Set exercise 1: In the post on n-grams, what is the "gram" in n-gram short for?

Extract provided:
━━━━━━━━

N-Grams With Harry Potter

I recently started grad school and one of the classes I am taking is Natural Language Processing (NLP). Before the class I decided to watch a few videos on NLP and came across N-Grams. I have not made it known in any of my past posts but I love N-Grams. One of my projects is around reinforcing N-Grams which I hope to post about sometime later this year. Digression aside, I decided it would be a fun project to write an n-gram that uses the text of Harry Potter as input and see what we get; I know it isn't the most original idea but it was fun.

Before we can get into the results, let's go over n-grams. The "n" in n-gram is meant to represent some integer greater than 0. The "gram" is short for grammar. When you put it together you get a grammar that takes an input of size n and returns the word that is likely to be next. Let's take a small example sentence to show the concept, "Colan was here yesterday and was here today." With this example let's construct a n-gram where n is equal to two.

To parse this sentence for a n-gram of size two, the first input is "Colan was" and the result is "here." Meaning when the grammar receives the phrase "Colan was" the grammar will expect the next word to be "here." So let's show what the grammar looks like at this phase.

{
  "Colan was": {
    "here": 1
  }
}

You'll notice that we have "here" correspond to the value of one. This is because we are currently parsing the input and keeping track of the number of occurrences. When we are done setting up our input we can compile the grammar into something that will predict the next output. But more on that after we are done counting the occurrences. The next set of input is "was here" with the result of "yesterday". Following that you will get "was yesterday" corresponding to "and." This will go on until we get the final result below.

{
  "Colan was": {
    "here": 1
  },
  "was here": {
  	"yesterday": 1,
  	"today": 1
  },
  "here yesterday": {
  	"and": 1
  },
  "yesterday and": {
  	"was": 1
  },
  "and was": {
  	"here": 1
  }
}

Now that we have created a grammar that counts all the occurrences we can compile it which means we can turn it into a set of probabilities. There are two ways to do this, weighted and unweighted. What I call the unweighted approach is one where the occurrences are ignored and each potential value is given the same weight. In this case we would take "was here" and automatically apply 0.5 to both values regardless of how many occurrences there actually were. The weighted approach is one where we do use the occurrences and calculate each value by dividing the values occurrences by the number of occurrences for the key. In our example, both the weighted and the unweighted versions are the same.

━━━━━━━━

Set exercise 2: Report every line of the listing that contains the word "hand".

━━━━━━━━

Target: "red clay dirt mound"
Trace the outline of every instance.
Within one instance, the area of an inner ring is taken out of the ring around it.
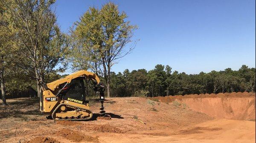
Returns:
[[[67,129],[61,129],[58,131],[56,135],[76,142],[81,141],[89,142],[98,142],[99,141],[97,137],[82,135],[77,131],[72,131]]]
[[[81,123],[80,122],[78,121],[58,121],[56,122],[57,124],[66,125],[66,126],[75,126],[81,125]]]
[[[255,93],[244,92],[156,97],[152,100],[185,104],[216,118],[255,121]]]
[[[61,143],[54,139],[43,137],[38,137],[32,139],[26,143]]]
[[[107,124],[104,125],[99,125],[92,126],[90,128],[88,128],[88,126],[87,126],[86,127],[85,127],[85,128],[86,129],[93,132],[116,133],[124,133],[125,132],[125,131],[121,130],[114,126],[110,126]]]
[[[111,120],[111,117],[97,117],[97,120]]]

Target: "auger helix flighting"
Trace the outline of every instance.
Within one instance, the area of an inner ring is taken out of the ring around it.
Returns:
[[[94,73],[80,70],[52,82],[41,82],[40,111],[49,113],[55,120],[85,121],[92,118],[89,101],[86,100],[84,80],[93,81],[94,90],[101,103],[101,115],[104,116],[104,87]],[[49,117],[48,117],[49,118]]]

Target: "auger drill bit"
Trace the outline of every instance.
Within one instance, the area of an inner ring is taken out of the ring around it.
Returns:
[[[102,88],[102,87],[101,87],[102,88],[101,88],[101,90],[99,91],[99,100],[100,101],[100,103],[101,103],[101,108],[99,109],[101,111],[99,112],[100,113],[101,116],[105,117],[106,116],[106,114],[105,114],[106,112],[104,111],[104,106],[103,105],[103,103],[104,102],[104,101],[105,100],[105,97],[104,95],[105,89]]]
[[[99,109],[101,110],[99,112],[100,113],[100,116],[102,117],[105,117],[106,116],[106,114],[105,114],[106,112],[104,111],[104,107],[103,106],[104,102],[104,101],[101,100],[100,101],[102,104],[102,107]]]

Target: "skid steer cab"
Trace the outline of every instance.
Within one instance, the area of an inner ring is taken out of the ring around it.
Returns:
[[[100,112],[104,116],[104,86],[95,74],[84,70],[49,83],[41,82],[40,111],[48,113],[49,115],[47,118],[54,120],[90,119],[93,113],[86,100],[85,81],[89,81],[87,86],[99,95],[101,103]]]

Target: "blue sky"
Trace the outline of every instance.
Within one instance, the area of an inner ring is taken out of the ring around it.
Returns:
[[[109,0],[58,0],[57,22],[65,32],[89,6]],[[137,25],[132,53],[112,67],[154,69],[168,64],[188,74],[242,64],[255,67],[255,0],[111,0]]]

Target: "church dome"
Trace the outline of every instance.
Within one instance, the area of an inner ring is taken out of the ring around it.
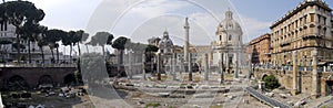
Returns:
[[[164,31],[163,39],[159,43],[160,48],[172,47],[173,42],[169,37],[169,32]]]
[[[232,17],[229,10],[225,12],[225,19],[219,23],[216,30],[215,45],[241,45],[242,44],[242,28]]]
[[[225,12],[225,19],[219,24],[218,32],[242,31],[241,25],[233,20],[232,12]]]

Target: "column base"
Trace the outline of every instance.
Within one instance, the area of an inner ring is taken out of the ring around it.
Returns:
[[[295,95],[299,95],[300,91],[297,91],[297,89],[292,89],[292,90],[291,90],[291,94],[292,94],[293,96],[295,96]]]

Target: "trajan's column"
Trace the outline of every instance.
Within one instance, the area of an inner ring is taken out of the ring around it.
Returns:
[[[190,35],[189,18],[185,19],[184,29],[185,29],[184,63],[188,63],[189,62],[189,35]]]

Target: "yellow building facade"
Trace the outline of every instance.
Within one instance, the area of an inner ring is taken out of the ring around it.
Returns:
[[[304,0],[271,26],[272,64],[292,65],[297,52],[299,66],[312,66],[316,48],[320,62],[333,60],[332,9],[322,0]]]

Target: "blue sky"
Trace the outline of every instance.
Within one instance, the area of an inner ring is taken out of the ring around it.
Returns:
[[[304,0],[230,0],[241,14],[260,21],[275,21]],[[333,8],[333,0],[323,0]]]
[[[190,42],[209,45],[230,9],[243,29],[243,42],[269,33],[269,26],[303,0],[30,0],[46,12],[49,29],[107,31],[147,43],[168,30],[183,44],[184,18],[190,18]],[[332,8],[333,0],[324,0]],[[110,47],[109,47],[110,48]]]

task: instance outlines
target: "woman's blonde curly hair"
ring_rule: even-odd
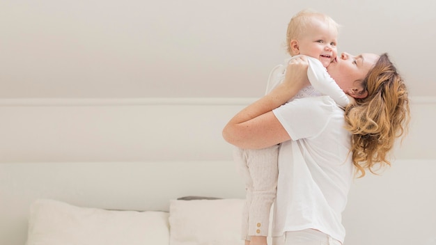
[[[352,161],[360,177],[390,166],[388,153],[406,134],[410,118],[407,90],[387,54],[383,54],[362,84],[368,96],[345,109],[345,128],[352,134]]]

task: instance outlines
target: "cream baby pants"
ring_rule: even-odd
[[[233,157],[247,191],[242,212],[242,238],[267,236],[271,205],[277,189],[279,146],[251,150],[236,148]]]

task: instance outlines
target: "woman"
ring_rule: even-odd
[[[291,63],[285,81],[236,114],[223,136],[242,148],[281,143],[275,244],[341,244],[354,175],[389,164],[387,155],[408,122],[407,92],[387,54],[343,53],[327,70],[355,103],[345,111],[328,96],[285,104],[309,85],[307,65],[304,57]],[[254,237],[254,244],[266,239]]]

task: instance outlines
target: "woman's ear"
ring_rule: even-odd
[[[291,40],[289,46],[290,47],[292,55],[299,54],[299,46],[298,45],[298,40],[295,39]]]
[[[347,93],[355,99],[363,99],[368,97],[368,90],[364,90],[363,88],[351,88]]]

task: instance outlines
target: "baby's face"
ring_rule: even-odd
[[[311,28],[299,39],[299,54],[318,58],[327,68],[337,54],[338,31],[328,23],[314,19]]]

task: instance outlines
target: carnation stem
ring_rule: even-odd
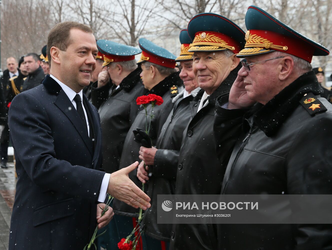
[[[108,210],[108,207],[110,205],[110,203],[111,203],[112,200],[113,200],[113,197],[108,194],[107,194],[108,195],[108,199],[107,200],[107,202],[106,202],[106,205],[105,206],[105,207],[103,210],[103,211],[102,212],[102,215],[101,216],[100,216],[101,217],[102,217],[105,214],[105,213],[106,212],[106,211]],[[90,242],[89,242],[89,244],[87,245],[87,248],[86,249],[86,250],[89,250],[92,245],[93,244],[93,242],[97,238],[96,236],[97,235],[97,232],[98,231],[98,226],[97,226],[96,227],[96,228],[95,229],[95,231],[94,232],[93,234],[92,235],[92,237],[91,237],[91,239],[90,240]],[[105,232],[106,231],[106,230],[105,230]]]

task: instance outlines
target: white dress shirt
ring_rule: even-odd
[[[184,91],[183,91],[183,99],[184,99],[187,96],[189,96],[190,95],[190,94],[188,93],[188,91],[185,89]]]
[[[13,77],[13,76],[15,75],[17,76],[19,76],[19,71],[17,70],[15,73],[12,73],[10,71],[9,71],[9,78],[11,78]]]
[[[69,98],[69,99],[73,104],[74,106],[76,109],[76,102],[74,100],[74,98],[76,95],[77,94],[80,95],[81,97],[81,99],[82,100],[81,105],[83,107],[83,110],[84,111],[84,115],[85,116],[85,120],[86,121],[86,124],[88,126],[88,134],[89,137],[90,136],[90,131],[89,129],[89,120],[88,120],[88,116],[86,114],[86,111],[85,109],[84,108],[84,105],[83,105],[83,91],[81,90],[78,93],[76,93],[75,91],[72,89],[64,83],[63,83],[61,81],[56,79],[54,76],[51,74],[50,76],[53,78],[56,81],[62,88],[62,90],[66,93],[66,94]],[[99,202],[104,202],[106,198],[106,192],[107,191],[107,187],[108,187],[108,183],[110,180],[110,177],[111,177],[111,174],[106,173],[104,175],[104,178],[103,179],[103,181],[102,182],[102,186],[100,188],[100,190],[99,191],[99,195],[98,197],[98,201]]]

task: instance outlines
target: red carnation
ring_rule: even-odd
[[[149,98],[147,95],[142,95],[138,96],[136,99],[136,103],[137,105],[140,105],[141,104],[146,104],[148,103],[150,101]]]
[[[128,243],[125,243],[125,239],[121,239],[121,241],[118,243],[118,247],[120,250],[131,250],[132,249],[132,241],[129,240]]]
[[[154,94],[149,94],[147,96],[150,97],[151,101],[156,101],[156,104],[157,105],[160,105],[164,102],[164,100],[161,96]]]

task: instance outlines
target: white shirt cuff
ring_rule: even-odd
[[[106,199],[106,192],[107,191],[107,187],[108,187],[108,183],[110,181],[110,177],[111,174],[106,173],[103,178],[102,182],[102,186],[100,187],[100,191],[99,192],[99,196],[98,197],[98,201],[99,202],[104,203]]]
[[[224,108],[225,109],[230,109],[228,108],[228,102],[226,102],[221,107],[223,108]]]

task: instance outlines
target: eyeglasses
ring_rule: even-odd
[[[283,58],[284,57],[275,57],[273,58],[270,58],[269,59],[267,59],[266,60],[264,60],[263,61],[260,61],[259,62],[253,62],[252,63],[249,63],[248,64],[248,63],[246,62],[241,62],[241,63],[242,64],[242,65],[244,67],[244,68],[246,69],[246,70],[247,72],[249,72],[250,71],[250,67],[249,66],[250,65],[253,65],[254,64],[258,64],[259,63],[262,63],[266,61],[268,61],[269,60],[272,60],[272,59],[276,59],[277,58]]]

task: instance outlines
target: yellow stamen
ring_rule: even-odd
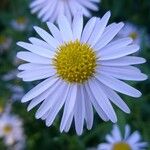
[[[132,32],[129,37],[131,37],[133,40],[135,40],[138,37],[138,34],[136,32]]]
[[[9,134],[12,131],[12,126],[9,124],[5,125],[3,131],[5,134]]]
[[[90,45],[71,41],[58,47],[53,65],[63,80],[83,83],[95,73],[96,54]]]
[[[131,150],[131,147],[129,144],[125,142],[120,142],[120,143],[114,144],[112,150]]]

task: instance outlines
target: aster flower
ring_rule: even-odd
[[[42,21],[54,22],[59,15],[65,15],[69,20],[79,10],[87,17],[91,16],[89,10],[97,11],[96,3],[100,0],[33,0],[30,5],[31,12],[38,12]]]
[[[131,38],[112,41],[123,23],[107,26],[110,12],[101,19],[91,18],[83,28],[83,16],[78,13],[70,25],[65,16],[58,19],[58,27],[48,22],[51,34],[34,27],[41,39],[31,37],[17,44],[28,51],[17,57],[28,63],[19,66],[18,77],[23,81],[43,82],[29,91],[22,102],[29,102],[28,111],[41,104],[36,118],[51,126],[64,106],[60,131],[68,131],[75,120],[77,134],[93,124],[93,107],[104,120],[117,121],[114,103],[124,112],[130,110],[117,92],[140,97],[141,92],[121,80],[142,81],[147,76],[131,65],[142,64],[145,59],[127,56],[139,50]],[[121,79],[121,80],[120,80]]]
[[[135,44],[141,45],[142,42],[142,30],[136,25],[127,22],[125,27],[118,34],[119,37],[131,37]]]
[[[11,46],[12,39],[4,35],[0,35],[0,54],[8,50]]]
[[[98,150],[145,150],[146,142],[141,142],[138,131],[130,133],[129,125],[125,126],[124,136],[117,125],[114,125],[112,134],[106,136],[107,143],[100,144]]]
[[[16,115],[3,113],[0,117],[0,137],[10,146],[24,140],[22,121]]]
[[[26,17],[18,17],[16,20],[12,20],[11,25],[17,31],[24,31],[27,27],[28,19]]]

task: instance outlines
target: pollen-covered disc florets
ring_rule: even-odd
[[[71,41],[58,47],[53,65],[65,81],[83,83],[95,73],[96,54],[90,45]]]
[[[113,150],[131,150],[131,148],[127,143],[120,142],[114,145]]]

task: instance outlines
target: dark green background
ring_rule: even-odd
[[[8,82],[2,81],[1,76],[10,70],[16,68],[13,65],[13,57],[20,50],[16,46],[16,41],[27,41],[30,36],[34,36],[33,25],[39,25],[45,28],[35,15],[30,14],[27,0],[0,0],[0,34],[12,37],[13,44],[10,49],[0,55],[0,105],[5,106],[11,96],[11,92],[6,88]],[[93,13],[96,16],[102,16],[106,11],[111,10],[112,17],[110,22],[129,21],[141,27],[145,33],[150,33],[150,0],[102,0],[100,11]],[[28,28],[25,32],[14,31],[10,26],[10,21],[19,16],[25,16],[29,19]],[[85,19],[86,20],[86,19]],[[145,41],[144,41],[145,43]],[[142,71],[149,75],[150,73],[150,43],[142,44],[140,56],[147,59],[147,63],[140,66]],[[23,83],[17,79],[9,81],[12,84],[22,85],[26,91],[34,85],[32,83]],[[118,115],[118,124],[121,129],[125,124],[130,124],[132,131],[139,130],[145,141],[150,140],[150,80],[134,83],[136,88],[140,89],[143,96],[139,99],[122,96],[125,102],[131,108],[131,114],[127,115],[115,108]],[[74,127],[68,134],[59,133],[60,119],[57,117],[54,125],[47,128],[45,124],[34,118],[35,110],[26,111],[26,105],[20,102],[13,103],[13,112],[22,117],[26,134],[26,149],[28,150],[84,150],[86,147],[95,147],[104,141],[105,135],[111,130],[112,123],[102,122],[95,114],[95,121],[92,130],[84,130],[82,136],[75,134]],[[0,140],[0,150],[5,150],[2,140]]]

━━━━━━━━

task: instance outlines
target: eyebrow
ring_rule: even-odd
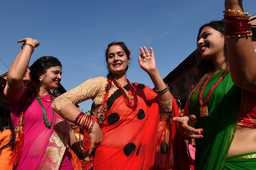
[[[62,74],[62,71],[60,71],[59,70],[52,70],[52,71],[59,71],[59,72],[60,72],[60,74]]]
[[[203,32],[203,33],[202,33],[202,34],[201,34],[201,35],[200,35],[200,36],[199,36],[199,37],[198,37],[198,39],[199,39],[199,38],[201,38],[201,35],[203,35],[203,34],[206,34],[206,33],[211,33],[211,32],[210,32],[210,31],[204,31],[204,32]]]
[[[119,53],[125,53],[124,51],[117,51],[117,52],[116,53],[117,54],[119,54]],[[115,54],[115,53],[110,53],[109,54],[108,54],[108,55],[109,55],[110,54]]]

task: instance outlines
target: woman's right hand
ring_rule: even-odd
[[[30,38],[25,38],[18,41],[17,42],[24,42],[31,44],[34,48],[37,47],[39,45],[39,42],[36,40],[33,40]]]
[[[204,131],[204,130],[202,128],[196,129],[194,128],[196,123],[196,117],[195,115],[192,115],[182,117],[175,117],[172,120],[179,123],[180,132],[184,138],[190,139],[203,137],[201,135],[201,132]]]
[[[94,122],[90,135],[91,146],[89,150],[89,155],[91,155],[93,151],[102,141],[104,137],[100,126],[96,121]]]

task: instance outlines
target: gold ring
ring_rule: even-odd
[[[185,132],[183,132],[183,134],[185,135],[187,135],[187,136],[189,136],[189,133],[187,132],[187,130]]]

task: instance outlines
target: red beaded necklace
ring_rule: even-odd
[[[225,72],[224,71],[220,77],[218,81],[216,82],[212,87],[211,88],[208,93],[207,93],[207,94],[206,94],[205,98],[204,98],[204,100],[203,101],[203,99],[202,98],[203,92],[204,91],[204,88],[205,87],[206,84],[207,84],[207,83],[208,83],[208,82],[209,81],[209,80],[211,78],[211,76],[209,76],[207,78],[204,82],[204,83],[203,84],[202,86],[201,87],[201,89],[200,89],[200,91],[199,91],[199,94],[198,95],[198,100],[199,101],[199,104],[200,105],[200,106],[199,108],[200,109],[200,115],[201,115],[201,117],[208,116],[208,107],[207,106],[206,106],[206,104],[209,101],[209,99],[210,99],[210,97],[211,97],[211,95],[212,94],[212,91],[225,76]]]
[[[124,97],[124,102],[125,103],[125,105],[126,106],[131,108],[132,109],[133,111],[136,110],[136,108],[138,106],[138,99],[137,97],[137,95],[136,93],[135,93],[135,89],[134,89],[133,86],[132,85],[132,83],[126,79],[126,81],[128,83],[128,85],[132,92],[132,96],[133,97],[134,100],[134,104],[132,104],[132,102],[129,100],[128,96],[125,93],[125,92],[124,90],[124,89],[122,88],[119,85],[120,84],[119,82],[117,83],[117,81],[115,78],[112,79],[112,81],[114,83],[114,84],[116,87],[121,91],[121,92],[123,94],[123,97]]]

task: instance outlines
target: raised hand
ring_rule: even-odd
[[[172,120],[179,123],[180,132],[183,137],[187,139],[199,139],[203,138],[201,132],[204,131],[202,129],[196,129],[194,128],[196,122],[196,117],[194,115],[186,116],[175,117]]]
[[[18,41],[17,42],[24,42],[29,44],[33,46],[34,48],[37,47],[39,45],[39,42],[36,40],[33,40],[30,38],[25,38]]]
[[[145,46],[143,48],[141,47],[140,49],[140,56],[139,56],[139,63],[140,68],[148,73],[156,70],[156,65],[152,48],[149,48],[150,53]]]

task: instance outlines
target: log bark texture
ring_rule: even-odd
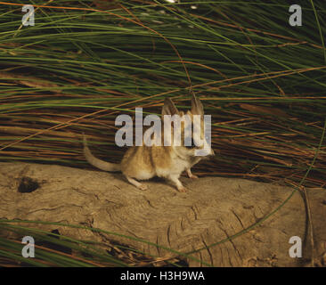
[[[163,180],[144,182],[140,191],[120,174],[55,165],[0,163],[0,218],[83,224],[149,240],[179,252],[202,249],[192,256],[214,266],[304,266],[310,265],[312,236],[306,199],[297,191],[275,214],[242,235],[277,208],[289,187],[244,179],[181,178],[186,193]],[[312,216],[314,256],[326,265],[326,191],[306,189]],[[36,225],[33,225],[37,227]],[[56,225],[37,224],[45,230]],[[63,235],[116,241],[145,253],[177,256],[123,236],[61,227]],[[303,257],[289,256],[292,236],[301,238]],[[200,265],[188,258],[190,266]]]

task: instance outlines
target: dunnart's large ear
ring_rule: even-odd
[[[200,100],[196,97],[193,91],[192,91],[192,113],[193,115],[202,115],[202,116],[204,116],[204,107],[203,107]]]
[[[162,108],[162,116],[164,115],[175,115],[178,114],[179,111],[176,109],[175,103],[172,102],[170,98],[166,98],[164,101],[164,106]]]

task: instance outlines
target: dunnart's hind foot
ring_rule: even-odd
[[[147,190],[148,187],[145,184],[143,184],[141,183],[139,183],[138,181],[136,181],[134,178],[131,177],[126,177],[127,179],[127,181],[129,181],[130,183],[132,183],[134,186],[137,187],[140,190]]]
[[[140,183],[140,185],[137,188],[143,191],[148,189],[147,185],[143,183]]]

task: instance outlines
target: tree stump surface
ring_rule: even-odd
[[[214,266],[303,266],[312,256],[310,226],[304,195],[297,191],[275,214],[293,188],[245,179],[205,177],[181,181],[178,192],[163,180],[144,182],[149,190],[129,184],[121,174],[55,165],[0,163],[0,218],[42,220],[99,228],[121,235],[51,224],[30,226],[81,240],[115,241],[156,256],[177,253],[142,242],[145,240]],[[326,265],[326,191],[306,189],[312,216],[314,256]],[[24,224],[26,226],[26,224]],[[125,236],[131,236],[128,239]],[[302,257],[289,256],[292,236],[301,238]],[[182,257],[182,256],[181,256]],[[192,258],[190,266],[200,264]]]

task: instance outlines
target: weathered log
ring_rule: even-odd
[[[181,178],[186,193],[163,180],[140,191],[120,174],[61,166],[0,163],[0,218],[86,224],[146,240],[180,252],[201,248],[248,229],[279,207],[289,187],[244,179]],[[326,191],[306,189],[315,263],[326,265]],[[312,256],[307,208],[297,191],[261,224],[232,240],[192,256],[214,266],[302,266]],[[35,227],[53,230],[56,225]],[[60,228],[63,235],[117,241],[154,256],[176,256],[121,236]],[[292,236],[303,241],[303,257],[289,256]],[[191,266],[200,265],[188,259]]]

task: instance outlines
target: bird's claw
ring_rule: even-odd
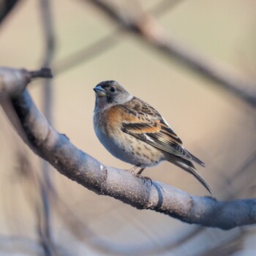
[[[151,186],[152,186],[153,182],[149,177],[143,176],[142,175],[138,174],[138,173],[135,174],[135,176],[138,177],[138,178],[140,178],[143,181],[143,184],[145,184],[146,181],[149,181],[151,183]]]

━━━━━━━━

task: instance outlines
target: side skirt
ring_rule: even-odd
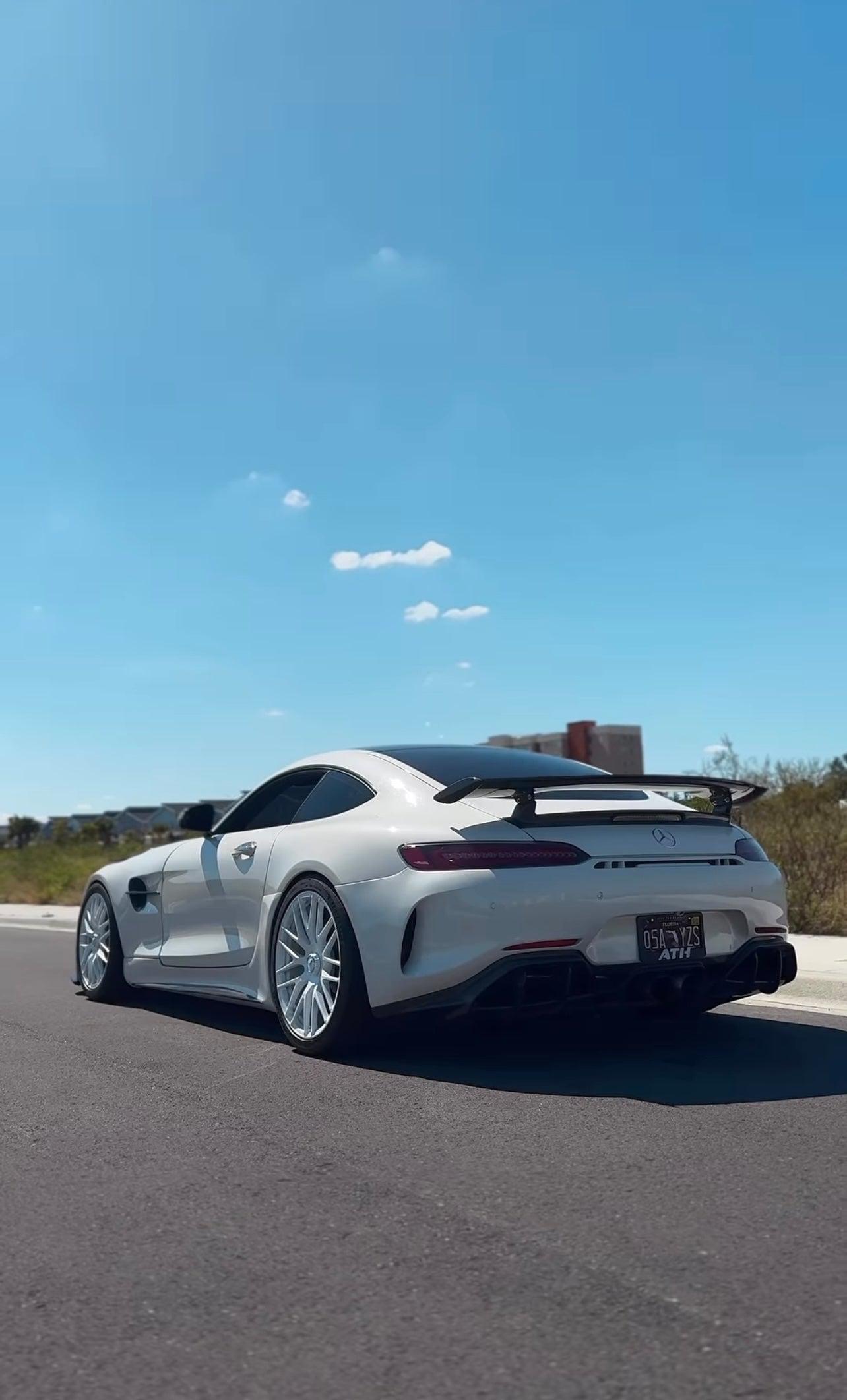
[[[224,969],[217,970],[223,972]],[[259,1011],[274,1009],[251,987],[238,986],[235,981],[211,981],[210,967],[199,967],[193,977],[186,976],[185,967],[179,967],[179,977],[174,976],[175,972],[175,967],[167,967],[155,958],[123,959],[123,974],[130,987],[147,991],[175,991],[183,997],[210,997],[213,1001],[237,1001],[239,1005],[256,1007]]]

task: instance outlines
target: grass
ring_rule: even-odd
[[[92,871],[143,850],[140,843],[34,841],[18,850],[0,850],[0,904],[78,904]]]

━━━━━━━━

Final answer 1: Grammar

Final answer 2:
target: woman's right hand
target: raised hand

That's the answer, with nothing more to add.